• SUPPLIED PASSAGE
::::::::
This guide covers the configuration features of Kubit's Flow report: Subject, Direction, Events, Max Steps, Calculation Method, Display Modes, Flow Adjustments, and Group By.


When to Use a Flow

A Flow report is the right tool whenever you need to visualize how users navigate through your product — what paths they take, where they branch, and where they converge.

Use Case

Example

Path discovery

See the most common sequences of spans after a user prompt to understand how your AI agent resolves requests.

Drop-off diagnosis

Trace where users exit a multi-step workflow to find the step that causes the most abandonment.

Unexpected paths

Discover paths users take that you didn't design for — e.g., users hitting error spans before retrying.

Backward analysis

Start from a failure event and trace backward to see what led users there.

Journey comparison

Compare how different user segments navigate the same flow using Group By.

Choosing the right display:

  • Use Sankey when you want to see all branching paths in a visual diagram.

  • Use Top Paths when you want a ranked list of the most common end-to-end journeys.

Screenshot 2026-06-03 at 16.44.04.png

Subject

The Subject defines the entity whose journey is being traced — whether you're following users, traces, sessions, or spans through the flow.

Subject

Description

User

Tracks unique users across events

Trace

Tracks unique traces (end-to-end requests)

Session

Tracks unique sessions (groups of related traces)

Span

Tracks unique spans (individual operations)


Direction

Direction controls whether the flow follows events forward or backward in time.

Direction

Description

Forward

Start from the starting event and follow what happens next. The default.

Backward

Start from the ending event and trace back to see what preceded it.
::::::::
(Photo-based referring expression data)

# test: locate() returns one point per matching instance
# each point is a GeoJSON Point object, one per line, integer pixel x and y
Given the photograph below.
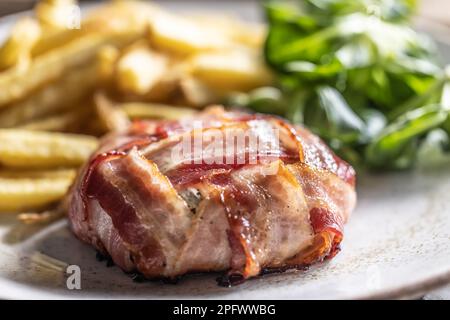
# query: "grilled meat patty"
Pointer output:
{"type": "Point", "coordinates": [224, 191]}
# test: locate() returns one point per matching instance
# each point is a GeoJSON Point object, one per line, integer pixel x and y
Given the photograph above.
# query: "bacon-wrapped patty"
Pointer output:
{"type": "Point", "coordinates": [224, 191]}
::::::::
Reproduce the Flow report guide above word for word, from "Backward analysis" to "using Group By.", with both of those included.

Backward analysis

Start from a failure event and trace backward to see what led users there.

Journey comparison

Compare how different user segments navigate the same flow using Group By.